---------- Listed entries
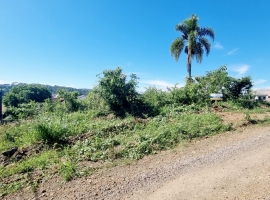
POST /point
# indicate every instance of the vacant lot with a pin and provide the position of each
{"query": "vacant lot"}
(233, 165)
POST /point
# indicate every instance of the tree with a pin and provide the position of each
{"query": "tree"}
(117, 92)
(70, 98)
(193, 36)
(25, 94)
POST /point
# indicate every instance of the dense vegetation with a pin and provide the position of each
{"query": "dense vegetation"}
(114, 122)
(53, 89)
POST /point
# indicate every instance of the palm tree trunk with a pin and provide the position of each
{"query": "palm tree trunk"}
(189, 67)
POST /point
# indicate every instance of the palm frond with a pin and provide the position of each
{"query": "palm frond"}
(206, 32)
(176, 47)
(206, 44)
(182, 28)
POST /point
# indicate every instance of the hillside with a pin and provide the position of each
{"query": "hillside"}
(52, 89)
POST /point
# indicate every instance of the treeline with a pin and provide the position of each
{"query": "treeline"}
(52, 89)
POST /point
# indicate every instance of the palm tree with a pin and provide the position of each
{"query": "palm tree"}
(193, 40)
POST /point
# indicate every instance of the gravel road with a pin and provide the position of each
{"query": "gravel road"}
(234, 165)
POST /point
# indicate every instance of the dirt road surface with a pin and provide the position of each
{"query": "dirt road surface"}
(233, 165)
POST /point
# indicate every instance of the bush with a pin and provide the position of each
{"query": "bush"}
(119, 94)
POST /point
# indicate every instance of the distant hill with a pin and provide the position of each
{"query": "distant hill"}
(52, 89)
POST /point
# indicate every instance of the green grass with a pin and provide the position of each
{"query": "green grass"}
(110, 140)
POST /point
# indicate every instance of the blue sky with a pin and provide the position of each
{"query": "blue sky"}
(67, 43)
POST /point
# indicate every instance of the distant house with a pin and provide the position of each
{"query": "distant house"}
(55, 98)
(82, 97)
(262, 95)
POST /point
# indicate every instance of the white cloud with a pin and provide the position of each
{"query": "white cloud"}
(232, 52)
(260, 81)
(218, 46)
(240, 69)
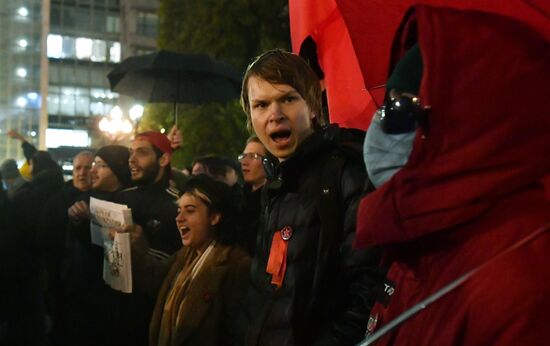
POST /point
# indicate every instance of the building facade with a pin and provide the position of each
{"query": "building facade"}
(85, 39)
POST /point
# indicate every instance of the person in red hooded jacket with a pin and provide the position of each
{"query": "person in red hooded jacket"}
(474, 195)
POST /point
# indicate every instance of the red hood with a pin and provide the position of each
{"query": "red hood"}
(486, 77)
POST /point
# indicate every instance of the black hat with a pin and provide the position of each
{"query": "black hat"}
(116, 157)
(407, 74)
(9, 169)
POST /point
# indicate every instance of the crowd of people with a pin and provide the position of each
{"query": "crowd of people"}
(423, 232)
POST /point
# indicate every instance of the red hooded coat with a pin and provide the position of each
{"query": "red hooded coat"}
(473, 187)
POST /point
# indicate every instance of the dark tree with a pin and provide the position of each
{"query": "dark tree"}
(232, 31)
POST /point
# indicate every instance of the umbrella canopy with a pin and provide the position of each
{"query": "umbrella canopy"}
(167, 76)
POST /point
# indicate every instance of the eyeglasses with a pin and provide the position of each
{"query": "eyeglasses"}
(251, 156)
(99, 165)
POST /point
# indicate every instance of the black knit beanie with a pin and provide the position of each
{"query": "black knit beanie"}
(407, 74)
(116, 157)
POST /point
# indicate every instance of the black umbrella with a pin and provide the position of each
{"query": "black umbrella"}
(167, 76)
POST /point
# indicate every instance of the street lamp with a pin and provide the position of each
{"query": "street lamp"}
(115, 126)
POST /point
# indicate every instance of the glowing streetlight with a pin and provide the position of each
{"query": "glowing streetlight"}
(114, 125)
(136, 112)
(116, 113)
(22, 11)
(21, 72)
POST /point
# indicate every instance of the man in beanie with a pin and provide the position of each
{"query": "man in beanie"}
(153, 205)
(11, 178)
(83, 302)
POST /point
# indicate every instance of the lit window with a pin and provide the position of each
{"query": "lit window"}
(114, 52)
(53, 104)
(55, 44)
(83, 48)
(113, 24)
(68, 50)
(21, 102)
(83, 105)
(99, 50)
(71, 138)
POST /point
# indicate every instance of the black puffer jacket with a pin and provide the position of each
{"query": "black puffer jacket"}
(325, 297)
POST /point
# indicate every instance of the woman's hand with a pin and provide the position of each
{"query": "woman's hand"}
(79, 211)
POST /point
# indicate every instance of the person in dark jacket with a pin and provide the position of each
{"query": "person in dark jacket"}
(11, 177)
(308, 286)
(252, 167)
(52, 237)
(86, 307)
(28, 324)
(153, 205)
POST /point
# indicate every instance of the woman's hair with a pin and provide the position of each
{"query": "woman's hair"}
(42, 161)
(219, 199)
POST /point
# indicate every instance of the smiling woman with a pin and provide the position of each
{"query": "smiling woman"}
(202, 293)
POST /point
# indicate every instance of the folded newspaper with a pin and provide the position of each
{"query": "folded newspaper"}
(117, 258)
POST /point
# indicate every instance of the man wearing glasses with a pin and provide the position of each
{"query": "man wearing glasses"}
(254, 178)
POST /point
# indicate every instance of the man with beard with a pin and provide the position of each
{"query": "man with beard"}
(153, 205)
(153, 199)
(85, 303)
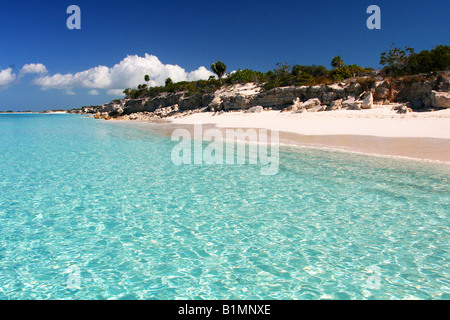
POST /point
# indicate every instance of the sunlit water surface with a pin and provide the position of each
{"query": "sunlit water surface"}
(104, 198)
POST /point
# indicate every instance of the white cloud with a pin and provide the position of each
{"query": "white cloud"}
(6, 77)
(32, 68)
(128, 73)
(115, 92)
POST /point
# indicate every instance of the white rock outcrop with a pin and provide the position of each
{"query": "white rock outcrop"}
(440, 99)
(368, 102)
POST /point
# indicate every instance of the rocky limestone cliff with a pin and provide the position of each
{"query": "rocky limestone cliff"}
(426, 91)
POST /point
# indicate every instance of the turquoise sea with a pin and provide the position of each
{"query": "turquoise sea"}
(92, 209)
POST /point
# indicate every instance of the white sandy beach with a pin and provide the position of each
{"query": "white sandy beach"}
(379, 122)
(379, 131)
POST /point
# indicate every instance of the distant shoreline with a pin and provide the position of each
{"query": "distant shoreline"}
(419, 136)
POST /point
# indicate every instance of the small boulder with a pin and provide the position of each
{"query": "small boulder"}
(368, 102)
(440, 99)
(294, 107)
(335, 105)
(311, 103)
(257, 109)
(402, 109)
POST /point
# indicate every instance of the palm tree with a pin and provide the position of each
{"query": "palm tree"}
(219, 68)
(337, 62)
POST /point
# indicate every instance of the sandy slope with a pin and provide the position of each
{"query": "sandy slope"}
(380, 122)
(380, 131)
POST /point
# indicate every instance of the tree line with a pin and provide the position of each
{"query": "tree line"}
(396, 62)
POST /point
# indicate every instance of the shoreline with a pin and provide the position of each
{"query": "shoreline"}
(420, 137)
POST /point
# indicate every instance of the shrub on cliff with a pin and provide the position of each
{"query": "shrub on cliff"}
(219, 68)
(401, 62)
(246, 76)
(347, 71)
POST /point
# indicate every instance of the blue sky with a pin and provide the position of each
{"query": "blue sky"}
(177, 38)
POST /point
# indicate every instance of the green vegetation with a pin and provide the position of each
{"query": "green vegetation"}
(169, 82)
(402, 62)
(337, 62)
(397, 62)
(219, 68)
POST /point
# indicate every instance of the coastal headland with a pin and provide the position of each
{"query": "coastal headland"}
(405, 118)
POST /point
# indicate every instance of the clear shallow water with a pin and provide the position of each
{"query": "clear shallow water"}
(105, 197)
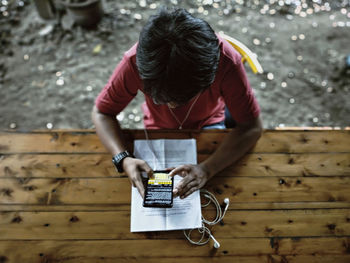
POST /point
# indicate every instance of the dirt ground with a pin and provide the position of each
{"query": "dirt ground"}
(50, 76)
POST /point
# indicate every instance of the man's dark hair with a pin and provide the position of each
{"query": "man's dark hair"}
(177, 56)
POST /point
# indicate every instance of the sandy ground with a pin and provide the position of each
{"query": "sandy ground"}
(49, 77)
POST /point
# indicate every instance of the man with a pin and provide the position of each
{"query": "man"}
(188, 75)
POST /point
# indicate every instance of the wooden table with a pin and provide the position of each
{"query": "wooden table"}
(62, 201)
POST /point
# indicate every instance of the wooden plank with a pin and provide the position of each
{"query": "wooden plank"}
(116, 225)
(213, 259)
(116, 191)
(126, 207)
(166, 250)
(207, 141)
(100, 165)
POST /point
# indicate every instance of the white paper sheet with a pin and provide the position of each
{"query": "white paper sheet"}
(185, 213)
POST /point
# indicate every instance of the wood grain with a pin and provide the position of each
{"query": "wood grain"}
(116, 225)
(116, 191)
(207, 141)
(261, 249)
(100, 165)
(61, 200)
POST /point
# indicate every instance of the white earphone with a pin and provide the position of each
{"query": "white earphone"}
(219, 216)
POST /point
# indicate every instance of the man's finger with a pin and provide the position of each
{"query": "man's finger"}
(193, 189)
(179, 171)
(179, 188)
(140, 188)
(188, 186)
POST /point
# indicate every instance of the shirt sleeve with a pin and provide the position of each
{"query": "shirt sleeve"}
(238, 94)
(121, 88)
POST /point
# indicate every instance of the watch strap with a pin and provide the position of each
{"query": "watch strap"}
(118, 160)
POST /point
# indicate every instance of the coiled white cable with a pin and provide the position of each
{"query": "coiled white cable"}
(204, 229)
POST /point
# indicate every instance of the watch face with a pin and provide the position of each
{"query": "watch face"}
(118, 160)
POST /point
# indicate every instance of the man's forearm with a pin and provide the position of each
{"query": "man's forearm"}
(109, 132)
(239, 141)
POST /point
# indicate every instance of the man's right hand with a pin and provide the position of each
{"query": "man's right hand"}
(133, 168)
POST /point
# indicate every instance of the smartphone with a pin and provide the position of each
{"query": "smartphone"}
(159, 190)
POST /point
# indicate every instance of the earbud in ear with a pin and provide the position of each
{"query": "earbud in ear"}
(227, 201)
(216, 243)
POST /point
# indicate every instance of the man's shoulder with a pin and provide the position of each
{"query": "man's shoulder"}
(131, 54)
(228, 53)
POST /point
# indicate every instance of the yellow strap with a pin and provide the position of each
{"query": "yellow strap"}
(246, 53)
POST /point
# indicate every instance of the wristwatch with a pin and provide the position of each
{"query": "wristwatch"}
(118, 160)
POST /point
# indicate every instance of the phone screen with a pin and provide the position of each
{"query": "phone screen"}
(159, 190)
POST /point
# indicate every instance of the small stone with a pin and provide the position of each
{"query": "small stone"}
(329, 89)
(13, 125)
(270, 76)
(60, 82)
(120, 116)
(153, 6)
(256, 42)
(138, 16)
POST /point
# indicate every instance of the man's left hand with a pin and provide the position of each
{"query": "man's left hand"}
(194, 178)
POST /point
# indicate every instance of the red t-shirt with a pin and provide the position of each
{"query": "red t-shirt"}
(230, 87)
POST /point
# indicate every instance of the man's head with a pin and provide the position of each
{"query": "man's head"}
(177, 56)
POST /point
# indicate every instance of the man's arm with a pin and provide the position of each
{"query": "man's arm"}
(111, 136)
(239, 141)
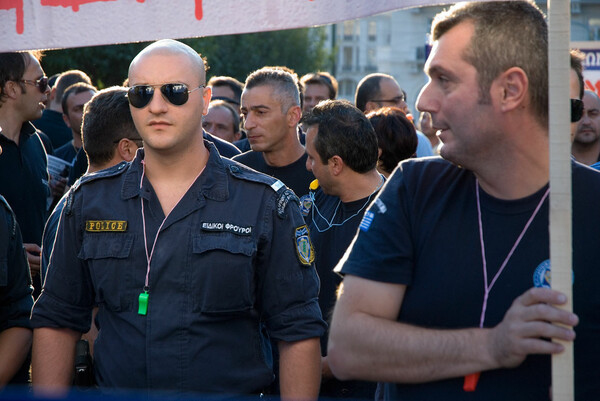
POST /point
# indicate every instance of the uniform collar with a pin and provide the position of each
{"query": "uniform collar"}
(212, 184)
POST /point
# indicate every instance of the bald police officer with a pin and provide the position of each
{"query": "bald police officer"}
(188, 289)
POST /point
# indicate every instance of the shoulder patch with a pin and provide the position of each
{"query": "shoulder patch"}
--------------------
Task details:
Filter the data above, keeping only the lines that contain the word "dense", and copy each of those lines unchanged.

Expected answer:
# indicate every instance of the dense vegetation with a pin and provide the position of each
{"query": "dense vegetation"}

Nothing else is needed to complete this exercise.